Tasks to complete =>
A. In the article on Bukele's Beijing visit, how many years had El Salvador kept ties with Taiwan before Sánchez Cerén cut them?
B. Please copy the part of the Bukele article between "Bukele won the" and "to deal with.", inclusive, swapping "rice" for "wheat".
C. Extend the article on Bukele's Beijing visit past its final sentence.

Quoted text =>

--------------------

El Salvador’s President Nayib Bukele announced a windfall of alleged “donations” from the Chinese government during a visit to Beijing Tuesday, a marked digression from Bukele hinting he may cut ties with China entirely upon assuming the presidency in February.
Bukele won the presidency largely on the heels of a nationwide backlash against leftist predecessor Salvador Sánchez Cerén, who cut ties with Taiwan after 85 years in exchange for diplomatic relations with China and a generous donation of rice. Bukele retweeted supporters mocking the trade deal on rice with Sánchez after announcing his new agreements, implying that China thought that administration was too corrupt to deal with.
Under dictator Xi Jinping, China has invested billions into unstable developing countries as part of its “Belt and Road Initiative,” much of it into infrastructure development that the countries could otherwise not afford. The deals have resulted in profound indebtedness in countries like Kenya, Sri Lanka, and Djibouti, now home to the world’s only permanent overseas Chinese military base.
Bukele dismissed concerns that allowing China to invest in his country would give the communist aspiring empire a stranglehold on El Salvador, claiming the money was “non-refundable.”
“President Xi Jinping just offered El Salvador a gigantic non-refundable cooperation deal, negotiated completely by our government,” Bukele said on Twitter. Among the free projects China promised to build in the country, Bukele listed a new national sports stadium, a new national library (“made of crystals, several floors high”), a new potable water system, and several projects to remodel El Salvador’s “Surf City” tourism district, including water clean-up, newly paved streets and parking lots.
Bukele also claimed China would invest in the complete refurbishing of the Joya de Cerén archaeological site and signed another nine agreements on agriculture, commerce, culture, and sports. “I forgot: the restoration and expansion of the Puerto de la Libertad pier, to turn it into an attractive international tourism destination
“I see some detractors trying to attack the gigantic cooperation deal we achieved with China, alleging that it is a ‘debt trap,'” Bukele later wrote. “What part of ‘non-refundable’ did you all not understand? It is not a loan, it is a donation. And all construction projects will be the property of El Salvador.”
He also added a swipe at the previous administration, stating, “the fact that they used to steal the donations or use them to fund their election campaigns does not mean that we will do the same thing,” adding a hashtag that translates to “the money is enough when nobody steals.”
“You have a government of the people and for the people. We share with you the goal of seeking the welfare of the people,” dictator Xi Jinping told Bukele during their meeting, according to the Salvadoran presidential office.

--------------------

Given entries =>
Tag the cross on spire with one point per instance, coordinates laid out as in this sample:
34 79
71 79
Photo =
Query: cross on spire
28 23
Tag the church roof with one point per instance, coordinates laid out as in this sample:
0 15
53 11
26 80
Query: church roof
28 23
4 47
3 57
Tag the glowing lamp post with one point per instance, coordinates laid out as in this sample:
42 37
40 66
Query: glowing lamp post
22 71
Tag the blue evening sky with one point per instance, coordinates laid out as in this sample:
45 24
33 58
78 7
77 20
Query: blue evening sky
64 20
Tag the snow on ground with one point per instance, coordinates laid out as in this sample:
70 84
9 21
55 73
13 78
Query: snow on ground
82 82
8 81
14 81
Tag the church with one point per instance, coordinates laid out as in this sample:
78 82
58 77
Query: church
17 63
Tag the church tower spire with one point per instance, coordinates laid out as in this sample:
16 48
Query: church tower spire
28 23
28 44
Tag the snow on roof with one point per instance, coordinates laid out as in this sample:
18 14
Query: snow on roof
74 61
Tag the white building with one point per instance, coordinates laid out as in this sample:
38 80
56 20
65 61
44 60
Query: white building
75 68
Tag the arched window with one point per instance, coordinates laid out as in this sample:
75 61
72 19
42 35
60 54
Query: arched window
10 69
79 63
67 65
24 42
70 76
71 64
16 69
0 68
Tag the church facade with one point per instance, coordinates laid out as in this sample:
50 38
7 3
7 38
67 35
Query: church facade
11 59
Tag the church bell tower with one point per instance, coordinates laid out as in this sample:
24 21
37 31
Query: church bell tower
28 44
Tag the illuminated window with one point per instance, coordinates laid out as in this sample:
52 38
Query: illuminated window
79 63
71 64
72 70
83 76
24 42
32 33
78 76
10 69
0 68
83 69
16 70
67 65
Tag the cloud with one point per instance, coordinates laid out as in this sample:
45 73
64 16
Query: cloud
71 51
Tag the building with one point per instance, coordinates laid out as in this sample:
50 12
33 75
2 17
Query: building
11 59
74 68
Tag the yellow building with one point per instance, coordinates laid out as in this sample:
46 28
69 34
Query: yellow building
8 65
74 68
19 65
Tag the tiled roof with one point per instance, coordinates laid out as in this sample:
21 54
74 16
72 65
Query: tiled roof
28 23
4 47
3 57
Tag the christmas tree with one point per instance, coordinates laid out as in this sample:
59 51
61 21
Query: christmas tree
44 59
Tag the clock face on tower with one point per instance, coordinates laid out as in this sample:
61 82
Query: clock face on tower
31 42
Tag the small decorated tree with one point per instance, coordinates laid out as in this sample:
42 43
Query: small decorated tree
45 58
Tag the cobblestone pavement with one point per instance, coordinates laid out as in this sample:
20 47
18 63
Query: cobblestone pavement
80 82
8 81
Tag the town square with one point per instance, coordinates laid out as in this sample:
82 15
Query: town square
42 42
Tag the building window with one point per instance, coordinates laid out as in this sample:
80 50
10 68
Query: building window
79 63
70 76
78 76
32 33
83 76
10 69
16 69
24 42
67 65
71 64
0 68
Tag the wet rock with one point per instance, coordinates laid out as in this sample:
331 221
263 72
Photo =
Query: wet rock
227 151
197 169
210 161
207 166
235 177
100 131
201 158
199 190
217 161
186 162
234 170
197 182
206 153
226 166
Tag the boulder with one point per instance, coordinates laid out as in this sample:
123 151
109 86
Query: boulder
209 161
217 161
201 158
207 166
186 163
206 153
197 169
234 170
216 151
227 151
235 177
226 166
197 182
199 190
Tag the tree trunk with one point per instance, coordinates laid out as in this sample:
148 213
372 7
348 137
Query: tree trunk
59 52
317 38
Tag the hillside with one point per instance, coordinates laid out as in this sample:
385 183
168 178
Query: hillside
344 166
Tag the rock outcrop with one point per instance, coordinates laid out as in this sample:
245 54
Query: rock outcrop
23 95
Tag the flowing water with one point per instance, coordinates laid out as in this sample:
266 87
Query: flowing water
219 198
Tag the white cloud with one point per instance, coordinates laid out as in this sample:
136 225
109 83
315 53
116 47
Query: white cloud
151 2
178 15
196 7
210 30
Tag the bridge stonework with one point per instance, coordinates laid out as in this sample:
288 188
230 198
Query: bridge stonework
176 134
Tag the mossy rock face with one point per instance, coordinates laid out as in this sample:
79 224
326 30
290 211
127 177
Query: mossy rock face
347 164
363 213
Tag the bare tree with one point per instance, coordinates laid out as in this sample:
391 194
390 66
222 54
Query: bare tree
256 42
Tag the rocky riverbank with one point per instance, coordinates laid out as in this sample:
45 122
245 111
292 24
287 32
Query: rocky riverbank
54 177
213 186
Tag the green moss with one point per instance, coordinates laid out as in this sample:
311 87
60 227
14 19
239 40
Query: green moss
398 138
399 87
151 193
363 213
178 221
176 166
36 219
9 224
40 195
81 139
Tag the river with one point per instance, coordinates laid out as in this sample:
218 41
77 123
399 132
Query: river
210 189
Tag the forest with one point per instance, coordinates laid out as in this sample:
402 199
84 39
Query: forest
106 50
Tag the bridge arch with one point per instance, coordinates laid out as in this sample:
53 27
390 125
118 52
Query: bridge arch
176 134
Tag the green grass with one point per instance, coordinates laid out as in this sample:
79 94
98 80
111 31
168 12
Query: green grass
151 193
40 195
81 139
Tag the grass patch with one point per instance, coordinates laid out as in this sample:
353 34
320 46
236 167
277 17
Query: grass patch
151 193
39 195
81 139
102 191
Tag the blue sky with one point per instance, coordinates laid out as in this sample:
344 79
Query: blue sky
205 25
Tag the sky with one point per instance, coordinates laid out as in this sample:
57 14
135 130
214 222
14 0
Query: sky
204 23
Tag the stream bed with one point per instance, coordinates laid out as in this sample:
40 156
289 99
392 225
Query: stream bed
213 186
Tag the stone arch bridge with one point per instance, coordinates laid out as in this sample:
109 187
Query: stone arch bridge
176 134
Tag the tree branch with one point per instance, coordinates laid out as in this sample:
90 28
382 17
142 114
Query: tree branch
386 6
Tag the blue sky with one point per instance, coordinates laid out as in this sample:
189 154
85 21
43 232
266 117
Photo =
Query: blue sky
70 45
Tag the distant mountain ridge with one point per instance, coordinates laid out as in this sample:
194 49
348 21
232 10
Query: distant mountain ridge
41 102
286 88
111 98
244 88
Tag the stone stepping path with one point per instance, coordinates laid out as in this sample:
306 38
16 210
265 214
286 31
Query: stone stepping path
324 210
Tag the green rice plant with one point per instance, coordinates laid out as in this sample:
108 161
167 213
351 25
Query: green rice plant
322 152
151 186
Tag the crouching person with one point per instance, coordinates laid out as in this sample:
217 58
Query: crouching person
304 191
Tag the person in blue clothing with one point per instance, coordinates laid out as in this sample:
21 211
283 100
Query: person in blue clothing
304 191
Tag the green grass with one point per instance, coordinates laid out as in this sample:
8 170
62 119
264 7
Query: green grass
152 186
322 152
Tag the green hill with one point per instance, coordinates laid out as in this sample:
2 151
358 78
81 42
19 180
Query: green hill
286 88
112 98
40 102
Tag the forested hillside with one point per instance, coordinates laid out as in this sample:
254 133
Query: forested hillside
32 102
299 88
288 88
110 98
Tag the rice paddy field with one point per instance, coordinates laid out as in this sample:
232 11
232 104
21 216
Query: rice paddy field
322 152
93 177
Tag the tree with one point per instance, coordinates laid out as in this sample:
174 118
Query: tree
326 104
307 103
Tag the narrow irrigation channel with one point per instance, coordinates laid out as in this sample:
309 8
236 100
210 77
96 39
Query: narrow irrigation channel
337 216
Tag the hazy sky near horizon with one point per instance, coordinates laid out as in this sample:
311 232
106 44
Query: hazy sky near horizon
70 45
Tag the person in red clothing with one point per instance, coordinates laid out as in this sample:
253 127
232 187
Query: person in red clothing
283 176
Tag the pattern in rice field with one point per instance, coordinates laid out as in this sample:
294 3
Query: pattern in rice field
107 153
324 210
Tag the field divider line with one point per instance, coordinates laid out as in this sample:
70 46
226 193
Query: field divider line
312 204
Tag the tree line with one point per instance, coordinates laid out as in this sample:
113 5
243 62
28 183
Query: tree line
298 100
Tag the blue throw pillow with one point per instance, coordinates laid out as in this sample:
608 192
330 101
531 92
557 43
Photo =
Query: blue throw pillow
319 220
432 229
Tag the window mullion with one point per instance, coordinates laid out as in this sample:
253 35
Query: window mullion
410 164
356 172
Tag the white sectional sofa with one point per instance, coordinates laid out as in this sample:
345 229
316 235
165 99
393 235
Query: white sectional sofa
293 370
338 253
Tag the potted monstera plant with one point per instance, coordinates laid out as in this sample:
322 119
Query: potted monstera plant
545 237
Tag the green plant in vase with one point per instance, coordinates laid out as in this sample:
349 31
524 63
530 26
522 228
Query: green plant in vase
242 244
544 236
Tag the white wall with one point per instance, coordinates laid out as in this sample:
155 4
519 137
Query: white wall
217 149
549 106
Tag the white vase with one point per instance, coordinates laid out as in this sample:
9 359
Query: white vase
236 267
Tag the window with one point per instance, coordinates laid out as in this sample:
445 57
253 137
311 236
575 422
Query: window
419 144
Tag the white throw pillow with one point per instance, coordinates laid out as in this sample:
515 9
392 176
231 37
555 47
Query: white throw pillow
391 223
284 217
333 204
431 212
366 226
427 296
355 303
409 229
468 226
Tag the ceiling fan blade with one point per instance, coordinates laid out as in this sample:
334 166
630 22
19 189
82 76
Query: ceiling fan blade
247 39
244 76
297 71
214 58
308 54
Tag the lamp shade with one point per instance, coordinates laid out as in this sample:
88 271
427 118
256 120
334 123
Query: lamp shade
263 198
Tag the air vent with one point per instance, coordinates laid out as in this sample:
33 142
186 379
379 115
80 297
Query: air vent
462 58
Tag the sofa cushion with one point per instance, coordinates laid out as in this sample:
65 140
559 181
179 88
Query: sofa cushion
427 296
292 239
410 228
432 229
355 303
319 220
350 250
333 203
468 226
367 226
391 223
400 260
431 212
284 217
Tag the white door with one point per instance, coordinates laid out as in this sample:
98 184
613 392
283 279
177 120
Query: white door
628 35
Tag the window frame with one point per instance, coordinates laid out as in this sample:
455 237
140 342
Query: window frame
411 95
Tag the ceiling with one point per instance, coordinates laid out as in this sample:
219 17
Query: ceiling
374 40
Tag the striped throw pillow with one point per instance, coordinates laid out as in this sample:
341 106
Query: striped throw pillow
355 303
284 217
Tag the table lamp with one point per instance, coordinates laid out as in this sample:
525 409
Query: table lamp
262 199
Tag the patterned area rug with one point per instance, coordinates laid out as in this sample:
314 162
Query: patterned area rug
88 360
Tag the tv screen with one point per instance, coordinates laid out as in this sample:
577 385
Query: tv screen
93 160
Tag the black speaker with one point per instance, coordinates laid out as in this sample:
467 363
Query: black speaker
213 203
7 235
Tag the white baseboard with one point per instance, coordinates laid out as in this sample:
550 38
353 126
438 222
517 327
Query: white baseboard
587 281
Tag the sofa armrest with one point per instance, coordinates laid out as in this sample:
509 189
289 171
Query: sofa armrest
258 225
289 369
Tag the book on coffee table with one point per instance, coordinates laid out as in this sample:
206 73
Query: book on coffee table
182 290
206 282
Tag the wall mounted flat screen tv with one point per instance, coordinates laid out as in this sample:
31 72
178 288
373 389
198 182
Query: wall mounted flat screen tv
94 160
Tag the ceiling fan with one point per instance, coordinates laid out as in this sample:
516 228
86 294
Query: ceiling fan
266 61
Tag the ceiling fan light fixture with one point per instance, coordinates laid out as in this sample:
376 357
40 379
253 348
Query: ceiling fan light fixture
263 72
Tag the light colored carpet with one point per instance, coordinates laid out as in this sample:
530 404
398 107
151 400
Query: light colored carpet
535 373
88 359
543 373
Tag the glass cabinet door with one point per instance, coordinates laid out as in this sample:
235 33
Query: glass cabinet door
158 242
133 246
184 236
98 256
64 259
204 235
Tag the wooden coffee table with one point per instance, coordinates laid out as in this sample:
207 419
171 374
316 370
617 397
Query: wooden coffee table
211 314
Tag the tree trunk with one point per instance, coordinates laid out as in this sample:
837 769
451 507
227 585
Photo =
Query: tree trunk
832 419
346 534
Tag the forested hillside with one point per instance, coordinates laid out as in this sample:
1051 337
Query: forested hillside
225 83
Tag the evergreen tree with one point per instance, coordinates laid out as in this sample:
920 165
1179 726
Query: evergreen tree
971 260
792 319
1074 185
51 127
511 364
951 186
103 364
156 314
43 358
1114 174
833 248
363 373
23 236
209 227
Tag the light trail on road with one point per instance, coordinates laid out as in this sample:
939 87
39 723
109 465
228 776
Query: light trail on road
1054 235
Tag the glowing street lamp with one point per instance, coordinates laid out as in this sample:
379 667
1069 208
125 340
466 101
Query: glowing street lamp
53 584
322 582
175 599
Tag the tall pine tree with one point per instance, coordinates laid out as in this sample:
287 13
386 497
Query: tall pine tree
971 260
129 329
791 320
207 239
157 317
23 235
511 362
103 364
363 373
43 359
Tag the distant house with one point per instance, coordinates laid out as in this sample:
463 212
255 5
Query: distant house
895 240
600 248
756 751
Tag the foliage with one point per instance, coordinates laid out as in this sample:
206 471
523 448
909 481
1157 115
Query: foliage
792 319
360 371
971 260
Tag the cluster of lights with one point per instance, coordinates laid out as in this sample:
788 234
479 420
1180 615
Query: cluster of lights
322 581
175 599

--------------------

Answer set =>
A. 85 years.

B.
Bukele won the presidency largely on the heels of a nationwide backlash against leftist predecessor Salvador Sánchez Cerén, who cut ties with Taiwan after 85 years in exchange for diplomatic relations with China and a generous donation of wheat. Bukele retweeted supporters mocking the trade deal on wheat with Sánchez after announcing his new agreements, implying that China thought that administration was too corrupt to deal with.

C.
No reports indicate that Bukele challenged Xi on the wide variety of human rights atrocities that he currently presides over: the widespread disappearance and torture of political dissidents, the use of political prisoners for illegal live organ harvesting, or the establishment of concentration camps housing millions of Muslims. Bukele is ethnically Palestinian and the son of an imam.
As a newly minted president, Bukele hinted at potentially reversing his predecessor’s decision to establish diplomatic ties with China, which required cutting diplomatic ties with longtime ally Taiwan. Bukele insider Federico Anliker hinted in February that Bukele “will not necessarily break relations” with China but sought to “put them in the balance.” Bukele himself said as a candidate that the country needed “to review that deal this outgoing government made at the last minute in exchange for some tons of rice.”
Sánchez’s decision to pivot to China and abandon Taiwan generated outrage in Taiwan, where officials accused him of trying to shake Taiwan down for campaign cash.
“El Salvador will elect a new government next February,” Taiwanese Foreign Minister Joseph Wu said at the time. “The ruling party is lagging behind in the opinion polls, and they wish to receive funding for the campaign. This is against our democratic principles and therefore we were certainly not able to oblige.”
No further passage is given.